▶ ACTIVITY LIST
1. Please translate this sentence from the report on Stephen Tarus's gold case into Spanish: "The gold was claimed to have been held at the tax agency for four years."
2. Resume the report on Stephen Tarus's gold case, picking up right after its final sentence.

Kenya’s former Assistant Minister for Internal Security, Mr. Stephen Kipkiyeny Tarus, has been remanded to Luzira Maximum Security Prison in Uganda until January 18, facing potential imprisonment of up to three years or a fine of USD 10,000. He is charged with falsifying Uganda Revenue Authority (URA) documents in connection with an alleged gold deal.
According to court documents, Mr. Tarus was apprehended for presenting forged URA documents, a violation of Section 203 (b) of the East African Community Customs Management Act, 2004. The charges are related to a suspected gold scam ring, where he is accused of fabricating a receipt of USD 30,000 with URA logos. The receipt was allegedly given to an Indian businessman, identified as Pravine, who was in Uganda to secure space for a medical equipment showroom.
Pravine reportedly released the money after being informed by Mr. Tarus that there were 13 kilograms of gold at URA awaiting clearance. The gold was claimed to have been held at the tax agency for four years. Upon realizing the fraudulent receipt, Pravine engaged URA officials, leading to the arrest of Mr. Tarus by URA’s investigation team.

▶ Dataset entries
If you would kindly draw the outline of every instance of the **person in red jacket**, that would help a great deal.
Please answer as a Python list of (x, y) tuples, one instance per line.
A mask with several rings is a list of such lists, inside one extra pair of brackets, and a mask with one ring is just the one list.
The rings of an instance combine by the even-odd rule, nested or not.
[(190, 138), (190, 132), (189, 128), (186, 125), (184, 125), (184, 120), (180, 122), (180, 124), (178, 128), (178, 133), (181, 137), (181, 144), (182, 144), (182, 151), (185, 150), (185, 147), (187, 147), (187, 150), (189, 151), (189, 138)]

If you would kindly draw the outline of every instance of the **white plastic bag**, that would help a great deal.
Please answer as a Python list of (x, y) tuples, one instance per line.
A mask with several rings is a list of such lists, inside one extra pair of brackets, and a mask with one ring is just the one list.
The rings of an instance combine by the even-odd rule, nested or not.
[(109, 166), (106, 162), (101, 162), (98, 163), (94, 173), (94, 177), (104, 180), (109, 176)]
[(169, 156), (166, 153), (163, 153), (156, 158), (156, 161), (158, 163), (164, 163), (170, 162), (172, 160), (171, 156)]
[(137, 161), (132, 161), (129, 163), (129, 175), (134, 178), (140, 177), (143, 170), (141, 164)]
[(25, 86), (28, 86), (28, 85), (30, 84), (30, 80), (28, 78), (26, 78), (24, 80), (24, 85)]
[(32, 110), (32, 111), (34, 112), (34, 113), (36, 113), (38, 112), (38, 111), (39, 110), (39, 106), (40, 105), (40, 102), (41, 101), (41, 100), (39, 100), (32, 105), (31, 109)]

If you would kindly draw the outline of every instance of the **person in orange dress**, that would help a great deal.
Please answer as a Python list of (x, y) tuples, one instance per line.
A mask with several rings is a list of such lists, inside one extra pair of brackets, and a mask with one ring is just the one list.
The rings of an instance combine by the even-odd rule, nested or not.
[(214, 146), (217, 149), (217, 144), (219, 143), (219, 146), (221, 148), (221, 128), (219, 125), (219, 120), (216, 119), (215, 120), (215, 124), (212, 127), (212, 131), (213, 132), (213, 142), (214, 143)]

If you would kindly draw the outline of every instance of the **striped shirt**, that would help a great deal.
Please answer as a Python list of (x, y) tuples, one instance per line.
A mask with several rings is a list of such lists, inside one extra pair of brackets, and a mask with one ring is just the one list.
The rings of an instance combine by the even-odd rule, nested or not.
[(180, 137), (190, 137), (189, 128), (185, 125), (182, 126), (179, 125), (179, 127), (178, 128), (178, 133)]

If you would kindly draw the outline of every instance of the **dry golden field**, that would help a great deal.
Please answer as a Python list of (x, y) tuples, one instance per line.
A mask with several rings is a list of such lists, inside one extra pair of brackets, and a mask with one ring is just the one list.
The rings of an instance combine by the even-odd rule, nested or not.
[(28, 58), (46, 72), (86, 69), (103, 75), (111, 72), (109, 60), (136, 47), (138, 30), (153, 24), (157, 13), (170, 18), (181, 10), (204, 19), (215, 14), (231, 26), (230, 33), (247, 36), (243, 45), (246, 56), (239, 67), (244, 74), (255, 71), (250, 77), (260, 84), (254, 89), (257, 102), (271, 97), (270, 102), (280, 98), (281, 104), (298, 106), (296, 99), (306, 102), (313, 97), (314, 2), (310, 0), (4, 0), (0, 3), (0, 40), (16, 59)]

==

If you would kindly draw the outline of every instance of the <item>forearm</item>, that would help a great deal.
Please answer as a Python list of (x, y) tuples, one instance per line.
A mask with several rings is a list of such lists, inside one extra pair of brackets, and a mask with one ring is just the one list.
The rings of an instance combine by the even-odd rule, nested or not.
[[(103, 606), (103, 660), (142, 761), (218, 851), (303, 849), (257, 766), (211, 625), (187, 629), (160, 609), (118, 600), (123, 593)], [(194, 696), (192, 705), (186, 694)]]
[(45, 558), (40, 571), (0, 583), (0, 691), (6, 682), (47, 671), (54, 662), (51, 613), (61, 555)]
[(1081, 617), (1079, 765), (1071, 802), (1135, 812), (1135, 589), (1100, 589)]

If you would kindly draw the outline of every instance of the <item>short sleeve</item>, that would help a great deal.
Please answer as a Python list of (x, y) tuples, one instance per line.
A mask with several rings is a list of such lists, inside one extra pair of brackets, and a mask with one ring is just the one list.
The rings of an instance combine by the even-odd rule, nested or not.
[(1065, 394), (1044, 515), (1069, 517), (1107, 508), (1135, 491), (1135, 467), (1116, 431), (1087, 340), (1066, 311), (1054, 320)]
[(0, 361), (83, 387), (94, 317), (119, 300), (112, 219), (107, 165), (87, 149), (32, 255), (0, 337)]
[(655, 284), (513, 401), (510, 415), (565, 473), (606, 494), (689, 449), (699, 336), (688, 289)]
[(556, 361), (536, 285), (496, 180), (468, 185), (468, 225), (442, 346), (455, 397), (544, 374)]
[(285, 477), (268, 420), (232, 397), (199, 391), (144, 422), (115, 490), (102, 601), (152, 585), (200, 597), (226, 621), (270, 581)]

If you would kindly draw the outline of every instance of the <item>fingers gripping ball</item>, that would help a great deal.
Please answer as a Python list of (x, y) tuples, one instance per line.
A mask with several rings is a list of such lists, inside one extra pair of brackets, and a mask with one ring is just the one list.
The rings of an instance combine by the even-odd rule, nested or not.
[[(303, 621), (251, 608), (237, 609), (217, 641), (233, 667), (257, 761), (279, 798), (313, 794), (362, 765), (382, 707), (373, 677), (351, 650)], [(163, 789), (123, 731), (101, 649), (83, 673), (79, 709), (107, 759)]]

==

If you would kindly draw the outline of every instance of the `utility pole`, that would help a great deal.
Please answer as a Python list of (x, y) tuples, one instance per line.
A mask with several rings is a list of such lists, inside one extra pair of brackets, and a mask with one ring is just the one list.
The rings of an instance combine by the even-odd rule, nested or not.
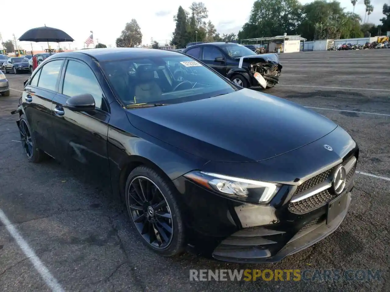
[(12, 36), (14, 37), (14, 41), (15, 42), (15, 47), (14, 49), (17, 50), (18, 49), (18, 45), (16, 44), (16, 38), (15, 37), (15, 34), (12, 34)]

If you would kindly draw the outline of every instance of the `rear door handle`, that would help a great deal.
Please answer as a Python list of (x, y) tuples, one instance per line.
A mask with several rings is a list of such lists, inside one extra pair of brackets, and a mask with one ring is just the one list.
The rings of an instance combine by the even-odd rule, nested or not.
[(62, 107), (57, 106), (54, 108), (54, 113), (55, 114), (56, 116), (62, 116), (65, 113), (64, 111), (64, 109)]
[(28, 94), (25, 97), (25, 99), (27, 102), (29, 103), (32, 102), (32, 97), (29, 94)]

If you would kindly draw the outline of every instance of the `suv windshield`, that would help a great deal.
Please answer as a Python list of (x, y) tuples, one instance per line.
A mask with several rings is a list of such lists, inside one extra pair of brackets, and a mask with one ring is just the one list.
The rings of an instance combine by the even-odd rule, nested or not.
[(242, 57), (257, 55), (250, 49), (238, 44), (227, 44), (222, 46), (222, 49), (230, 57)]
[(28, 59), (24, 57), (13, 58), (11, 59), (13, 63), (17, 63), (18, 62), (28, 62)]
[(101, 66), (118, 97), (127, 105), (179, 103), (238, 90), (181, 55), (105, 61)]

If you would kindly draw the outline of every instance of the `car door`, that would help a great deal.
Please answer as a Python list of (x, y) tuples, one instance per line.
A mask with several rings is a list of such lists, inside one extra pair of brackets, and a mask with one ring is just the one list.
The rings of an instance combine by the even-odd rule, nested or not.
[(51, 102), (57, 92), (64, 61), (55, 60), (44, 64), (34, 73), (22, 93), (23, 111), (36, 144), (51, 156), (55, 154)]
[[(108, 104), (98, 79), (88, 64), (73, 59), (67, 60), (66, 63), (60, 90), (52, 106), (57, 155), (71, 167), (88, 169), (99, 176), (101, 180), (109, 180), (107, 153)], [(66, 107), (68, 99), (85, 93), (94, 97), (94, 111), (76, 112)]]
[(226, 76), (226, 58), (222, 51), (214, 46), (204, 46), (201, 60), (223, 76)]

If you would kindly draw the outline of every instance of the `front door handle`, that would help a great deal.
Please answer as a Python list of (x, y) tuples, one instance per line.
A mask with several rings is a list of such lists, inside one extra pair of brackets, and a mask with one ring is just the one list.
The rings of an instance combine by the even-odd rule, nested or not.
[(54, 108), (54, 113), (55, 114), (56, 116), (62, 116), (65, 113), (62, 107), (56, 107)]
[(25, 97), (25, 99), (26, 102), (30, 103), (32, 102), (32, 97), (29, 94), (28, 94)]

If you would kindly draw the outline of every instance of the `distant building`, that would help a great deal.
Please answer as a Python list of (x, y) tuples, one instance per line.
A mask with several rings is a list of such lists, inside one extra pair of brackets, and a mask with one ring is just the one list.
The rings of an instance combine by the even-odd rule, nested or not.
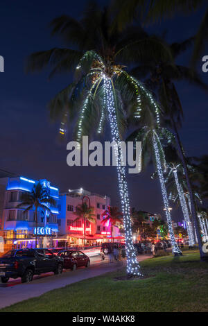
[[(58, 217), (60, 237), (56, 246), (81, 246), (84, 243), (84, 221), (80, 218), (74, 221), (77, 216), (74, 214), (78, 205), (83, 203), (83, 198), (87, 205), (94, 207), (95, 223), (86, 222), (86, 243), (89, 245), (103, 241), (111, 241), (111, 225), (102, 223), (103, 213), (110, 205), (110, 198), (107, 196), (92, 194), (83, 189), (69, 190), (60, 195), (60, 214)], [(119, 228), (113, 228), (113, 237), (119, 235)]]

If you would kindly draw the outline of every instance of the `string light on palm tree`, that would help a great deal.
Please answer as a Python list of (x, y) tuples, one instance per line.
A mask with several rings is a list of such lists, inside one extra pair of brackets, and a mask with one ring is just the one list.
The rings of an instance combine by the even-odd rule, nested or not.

▶ ANSWERS TO THE EXERCISES
1. Se afirmaba que el oro había estado retenido en la agencia tributaria durante cuatro años.

2.
Mr. Tarus, a 57-year-old who served as an assistant minister during President Mwai Kibaki’s era and as the High Commissioner to Australia from 2009 to 2012, faces charges of gold smuggling, scamming, and forgery of URA documents. Uganda is recognized as a regional hub for illicit gold smuggling, with reports indicating that smuggled gold from neighboring countries, especially the Democratic Republic of Congo, South Sudan, and Kenya, finds its way into international markets through Uganda.
The Global Initiative against Transnational Organized Crime highlights Uganda’s vulnerability to illicit gold trade, facilitated by fraudulent documentation and the region’s insecurity. The United Nations Group of experts identified Uganda as a major transit route for illicit gold to the United Arab Emirates in a 2017 report.